(Records from a dataset)
━━━━━━━━━━━━━━━━━━━━

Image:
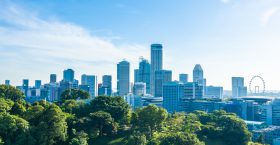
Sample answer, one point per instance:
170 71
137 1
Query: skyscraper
238 88
68 75
53 78
156 64
123 80
38 84
25 86
183 78
142 74
198 77
172 93
91 81
107 83
7 82
161 77
197 73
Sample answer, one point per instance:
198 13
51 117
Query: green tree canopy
116 106
74 94
10 92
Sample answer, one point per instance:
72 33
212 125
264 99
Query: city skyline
25 55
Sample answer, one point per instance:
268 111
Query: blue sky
227 37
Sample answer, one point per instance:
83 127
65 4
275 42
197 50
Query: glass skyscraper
68 75
123 78
156 64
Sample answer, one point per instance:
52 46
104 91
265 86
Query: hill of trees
110 120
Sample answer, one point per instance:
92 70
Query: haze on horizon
227 37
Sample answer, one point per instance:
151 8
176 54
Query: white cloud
38 44
267 15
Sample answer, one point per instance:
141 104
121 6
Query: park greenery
110 120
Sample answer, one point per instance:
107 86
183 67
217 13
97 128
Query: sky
227 37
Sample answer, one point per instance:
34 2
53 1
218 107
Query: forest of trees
74 122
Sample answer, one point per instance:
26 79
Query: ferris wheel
257 85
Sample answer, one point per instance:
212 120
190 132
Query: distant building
183 78
172 94
214 92
156 64
193 91
91 82
7 82
53 78
25 86
161 77
38 84
238 88
68 75
123 78
139 89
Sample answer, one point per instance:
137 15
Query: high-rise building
38 84
25 86
183 78
139 89
238 88
136 75
7 82
214 92
53 78
142 74
123 78
197 73
156 64
172 93
198 77
193 91
68 75
107 84
91 82
161 77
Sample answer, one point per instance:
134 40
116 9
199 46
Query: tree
13 129
5 105
52 127
116 106
149 119
74 94
137 139
179 139
103 122
10 92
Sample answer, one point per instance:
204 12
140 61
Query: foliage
74 94
116 106
10 92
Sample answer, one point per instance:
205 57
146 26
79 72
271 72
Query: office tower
25 86
183 78
68 75
161 77
7 82
238 88
53 78
91 82
142 74
156 64
197 73
193 91
172 93
38 84
136 75
139 89
107 83
214 92
123 78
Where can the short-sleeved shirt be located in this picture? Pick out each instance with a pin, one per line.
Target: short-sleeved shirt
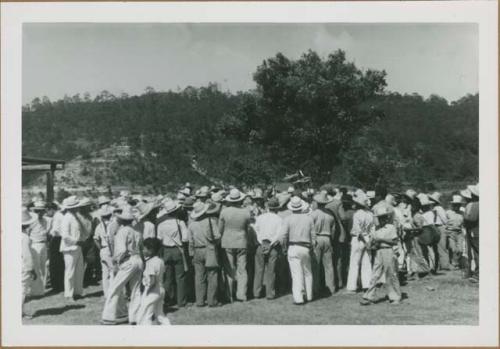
(233, 226)
(155, 266)
(299, 227)
(324, 223)
(362, 222)
(172, 232)
(387, 232)
(455, 221)
(268, 227)
(39, 230)
(200, 232)
(127, 241)
(146, 228)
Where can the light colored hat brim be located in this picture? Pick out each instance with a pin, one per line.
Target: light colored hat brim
(29, 221)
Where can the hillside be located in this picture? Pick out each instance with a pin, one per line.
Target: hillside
(323, 116)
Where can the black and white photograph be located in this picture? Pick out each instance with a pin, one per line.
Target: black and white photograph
(253, 173)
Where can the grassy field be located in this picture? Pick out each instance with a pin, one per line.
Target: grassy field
(437, 300)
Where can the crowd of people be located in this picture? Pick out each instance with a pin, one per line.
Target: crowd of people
(214, 246)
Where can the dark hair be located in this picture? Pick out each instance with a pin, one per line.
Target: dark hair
(152, 244)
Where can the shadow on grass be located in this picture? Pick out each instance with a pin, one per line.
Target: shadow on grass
(58, 311)
(94, 294)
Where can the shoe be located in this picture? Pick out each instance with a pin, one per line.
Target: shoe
(366, 302)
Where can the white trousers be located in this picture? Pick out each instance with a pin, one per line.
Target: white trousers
(106, 268)
(299, 259)
(360, 261)
(39, 253)
(115, 306)
(151, 308)
(74, 268)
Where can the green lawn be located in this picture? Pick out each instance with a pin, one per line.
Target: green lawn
(437, 300)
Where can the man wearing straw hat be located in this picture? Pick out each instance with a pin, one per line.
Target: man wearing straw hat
(128, 267)
(362, 226)
(28, 272)
(173, 233)
(234, 223)
(440, 222)
(71, 247)
(39, 230)
(471, 222)
(267, 228)
(104, 242)
(204, 237)
(455, 230)
(300, 236)
(382, 241)
(324, 225)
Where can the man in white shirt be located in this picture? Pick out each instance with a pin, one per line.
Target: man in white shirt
(71, 247)
(267, 228)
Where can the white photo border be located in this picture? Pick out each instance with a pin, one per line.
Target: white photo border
(13, 15)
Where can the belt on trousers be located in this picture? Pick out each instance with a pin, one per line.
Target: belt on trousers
(299, 243)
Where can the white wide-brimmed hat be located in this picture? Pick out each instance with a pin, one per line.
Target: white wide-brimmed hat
(127, 214)
(235, 196)
(381, 210)
(27, 217)
(436, 197)
(456, 199)
(424, 199)
(70, 202)
(361, 198)
(297, 204)
(199, 208)
(170, 205)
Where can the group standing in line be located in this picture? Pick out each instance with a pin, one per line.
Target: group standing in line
(215, 246)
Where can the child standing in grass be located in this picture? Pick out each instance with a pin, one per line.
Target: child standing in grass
(383, 240)
(151, 308)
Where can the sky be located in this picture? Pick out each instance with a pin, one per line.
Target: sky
(69, 58)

━━━━━━━━━━━━━━━━━━━━

What the exercise asks: Except for the pictures, give the data again word for word.

Answer area:
Image:
Sample answer, one point per instance:
170 71
137 1
Query: skyscraper
238 88
68 75
53 78
156 64
123 80
38 84
25 86
183 78
142 74
198 77
172 93
91 81
107 83
7 82
161 77
197 73
Sample answer, one point per instance:
198 13
51 117
Query: green tree canopy
116 106
74 94
10 92
Sample answer, one point per instance:
72 33
212 125
264 99
Query: city skyline
25 55
Sample answer, one point per instance:
268 111
Query: blue sky
227 37
Sample answer, one point per instance:
83 127
65 4
275 42
197 50
Query: glass skyscraper
68 75
123 78
156 64
Sample answer, one point per instance:
52 46
104 91
265 86
Query: hill of trees
110 120
Sample answer, one point per instance:
92 70
Query: haze on horizon
227 37
Sample answer, one point per instance:
151 8
176 54
Query: white cloud
38 44
267 15
Sample answer, one point per instance:
141 104
121 6
Query: park greenery
110 120
Sample answer, one point per instance:
107 86
183 67
217 13
97 128
Query: sky
227 37
Sample answer, one point per instance:
34 2
53 1
218 107
Query: forest of trees
74 122
Sample answer, one point per instance:
26 79
Query: ferris wheel
257 85
Sample answer, one point per instance:
212 120
190 132
Query: distant building
183 78
172 94
214 92
156 64
193 91
91 82
7 82
53 78
25 86
161 77
38 84
238 88
68 75
123 78
139 89
Sample answer, one point per instance:
137 15
Query: high-rise building
38 84
25 86
183 78
139 89
238 88
136 75
7 82
214 92
53 78
142 74
123 78
197 73
156 64
172 93
198 77
193 91
68 75
107 84
91 82
161 77
Sample answer, one point per instance:
134 40
116 9
199 46
Query: tree
13 129
5 105
52 127
116 106
149 119
74 94
137 139
179 139
103 122
10 92
Sample answer, one point per instance:
204 12
140 61
Query: foliage
74 94
116 106
10 92
Sample answer, one point per instance:
205 57
146 26
79 72
271 72
Query: office tower
25 86
183 78
68 75
161 77
7 82
238 88
53 78
91 82
142 74
156 64
197 73
193 91
172 93
38 84
136 75
139 89
107 83
214 92
123 78
Where can the short-sleeved shirt be located in this picture? Pick out each instance with a pin, one per line.
Target: short-sleeved shirt
(233, 226)
(155, 266)
(299, 227)
(324, 223)
(362, 222)
(172, 232)
(387, 232)
(455, 221)
(268, 227)
(39, 230)
(200, 232)
(127, 241)
(146, 228)
Where can the light colored hat brim be located in this picture? Pick out each instance with a pin, one per line.
Target: light colored hat brim
(29, 221)
Where can the hillside be located in this picture? Pick out each instance with a pin, one per line.
Target: hillside
(323, 116)
Where can the black and white photograph be located in this picture? Pick out each instance with a pin, one per line.
Target: black and white photograph
(253, 173)
Where can the grassy field be located in this picture? Pick out each instance with a pin, one per line.
Target: grassy field
(437, 300)
Where can the crowd of people be located in this picture? Pick out each instance with a pin, one per line.
Target: crowd of people
(214, 246)
Where can the dark hair be located in this picture? Pick out each instance with a pin, one per line.
Target: dark hair
(152, 244)
Where can the shadow on grass be located in this picture? Pick out each instance with a pin, one per line.
Target: shadow on grass
(58, 311)
(94, 294)
Where can the shoe be located in this picture? Pick out each instance with a pin, one per line.
Target: shoe
(366, 302)
Where can the white trousers be located in this picture? Pick out each instance with a pin, one per line.
Target: white trousers
(106, 268)
(299, 259)
(360, 261)
(39, 253)
(115, 306)
(151, 308)
(74, 268)
Where can the green lawn be located in this picture? Pick out each instance with a pin, one per line.
Target: green lawn
(437, 300)
Where can the man wearing straw hat be located in this picture? Pick out each instance with a pin, one per line.
Target: man wearing straw hat
(128, 267)
(362, 226)
(28, 272)
(173, 233)
(234, 223)
(440, 222)
(71, 247)
(39, 230)
(471, 222)
(267, 228)
(104, 242)
(204, 237)
(455, 230)
(300, 236)
(382, 241)
(324, 225)
Where can the man in white shirt be located in this picture? Pick out each instance with a pin, one per line.
Target: man in white shirt
(71, 247)
(267, 228)
Where can the white photo border be located in this picture? Pick out each instance with a pin, one per line.
Target: white photo border
(13, 15)
Where can the belt on trousers be located in this picture? Pick out each instance with a pin, one per line.
Target: belt on trousers
(299, 243)
Where can the white wide-brimmed hat be located in this picture? Pick out each instance with a pin, one per line.
Target: white wide-brimmed hat
(127, 214)
(235, 196)
(381, 210)
(27, 217)
(436, 197)
(456, 199)
(424, 199)
(70, 202)
(361, 198)
(297, 204)
(199, 208)
(170, 205)
Where can the group standing in line be located in this picture? Pick out each instance with a pin, one per line.
Target: group standing in line
(215, 246)
Where can the child standing in grass be located in this picture? Pick out each instance with a pin, one per line.
Target: child standing in grass
(383, 240)
(151, 308)
Where can the sky be located in this picture? Pick out each instance with a pin, one per line.
Target: sky
(69, 58)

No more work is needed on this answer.